*** PROVIDED PASSAGE Section Begins ***

Name Your LLC in Pennsylvania

Are you unsure which organization to contact and how to get an LLC in PA? The PA Department of State handles all LLC formations in the state. An LLC is a popular choice because it separates the entity from the owner for tax and legal purposes. All business owners need to register with the Department of State before legally conducting business. This department sets business regulations and processes all LLC applications.

The first step to forming an LLC in PA is choosing a unique name. All LLCs must have a unique name, meaning all registered businesses must have a name distinctive from all other entities on file with the Department of State. The department maintains a website that allows you to check the availability of your name before you file your formation documents. Keep in mind all businesses must end with Company, Limited Liability Company, or a suitable variation.

Pennsylvania allows you to reserve a name for up to 120 days before you file your paperwork. For a $70 fee, you can submit a form to save the name for your LLC in Pennsylvania. You can submit this document online or via U.S. mail.

Wondering how to get an LLC in PA for certain licensed professionals? Certain vocations such as doctors, lawyers, architects, and real estate professionals must form a restricted professional company. Most other U.S. states call this type of organization a professional limited liability company, or PLLC. In Pennsylvania, the regulations for regional professional companies mirror those for LLCs. You can find out if your line of business must form a restricted company by looking on the PA Department of State’s website.

*** PROVIDED PASSAGE Section Ends ***
*** DATA SUPPLIED Section Begins ***

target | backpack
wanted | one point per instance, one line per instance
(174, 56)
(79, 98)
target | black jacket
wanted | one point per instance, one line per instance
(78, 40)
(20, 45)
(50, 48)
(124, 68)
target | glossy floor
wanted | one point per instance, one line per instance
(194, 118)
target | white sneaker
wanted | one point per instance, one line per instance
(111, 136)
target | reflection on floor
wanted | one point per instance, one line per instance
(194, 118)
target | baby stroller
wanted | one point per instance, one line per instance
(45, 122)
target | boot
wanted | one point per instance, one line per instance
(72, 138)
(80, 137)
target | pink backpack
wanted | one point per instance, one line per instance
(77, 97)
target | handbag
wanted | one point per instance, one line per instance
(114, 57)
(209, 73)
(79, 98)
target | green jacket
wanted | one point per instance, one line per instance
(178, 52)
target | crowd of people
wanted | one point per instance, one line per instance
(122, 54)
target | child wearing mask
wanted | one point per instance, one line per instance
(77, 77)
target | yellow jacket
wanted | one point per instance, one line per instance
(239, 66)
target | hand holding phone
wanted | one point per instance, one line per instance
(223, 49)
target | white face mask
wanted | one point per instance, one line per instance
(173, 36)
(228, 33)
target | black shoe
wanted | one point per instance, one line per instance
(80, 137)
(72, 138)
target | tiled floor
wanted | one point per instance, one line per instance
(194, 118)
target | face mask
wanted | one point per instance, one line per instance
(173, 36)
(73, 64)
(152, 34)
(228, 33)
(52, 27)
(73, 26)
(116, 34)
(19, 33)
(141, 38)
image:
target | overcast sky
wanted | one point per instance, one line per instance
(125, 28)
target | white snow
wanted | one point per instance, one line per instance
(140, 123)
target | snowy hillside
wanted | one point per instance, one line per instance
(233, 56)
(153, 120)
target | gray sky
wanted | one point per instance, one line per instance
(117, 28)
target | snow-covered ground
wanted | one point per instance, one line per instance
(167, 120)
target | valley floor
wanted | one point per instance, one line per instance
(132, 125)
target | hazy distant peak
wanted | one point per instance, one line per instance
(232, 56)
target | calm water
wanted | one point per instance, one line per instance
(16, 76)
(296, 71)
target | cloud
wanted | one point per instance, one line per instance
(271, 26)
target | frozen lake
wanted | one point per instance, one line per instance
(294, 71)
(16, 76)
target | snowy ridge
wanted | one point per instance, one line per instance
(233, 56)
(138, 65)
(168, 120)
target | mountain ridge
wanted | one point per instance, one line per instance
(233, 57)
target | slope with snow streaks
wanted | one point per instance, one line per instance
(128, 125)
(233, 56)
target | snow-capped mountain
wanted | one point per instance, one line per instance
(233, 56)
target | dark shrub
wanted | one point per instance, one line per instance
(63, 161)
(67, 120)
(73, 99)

*** DATA SUPPLIED Section Ends ***

BRIEF – Please copy the passage on naming an LLC in Pennsylvania word for word, beginning at the words "Pennsylvania allows you" and stopping after "of State’s website.".

OUTPUT –
Pennsylvania allows you to reserve a name for up to 120 days before you file your paperwork. For a $70 fee, you can submit a form to save the name for your LLC in Pennsylvania. You can submit this document online or via U.S. mail.

Wondering how to get an LLC in PA for certain licensed professionals? Certain vocations such as doctors, lawyers, architects, and real estate professionals must form a restricted professional company. Most other U.S. states call this type of organization a professional limited liability company, or PLLC. In Pennsylvania, the regulations for regional professional companies mirror those for LLCs. You can find out if your line of business must form a restricted company by looking on the PA Department of State’s website.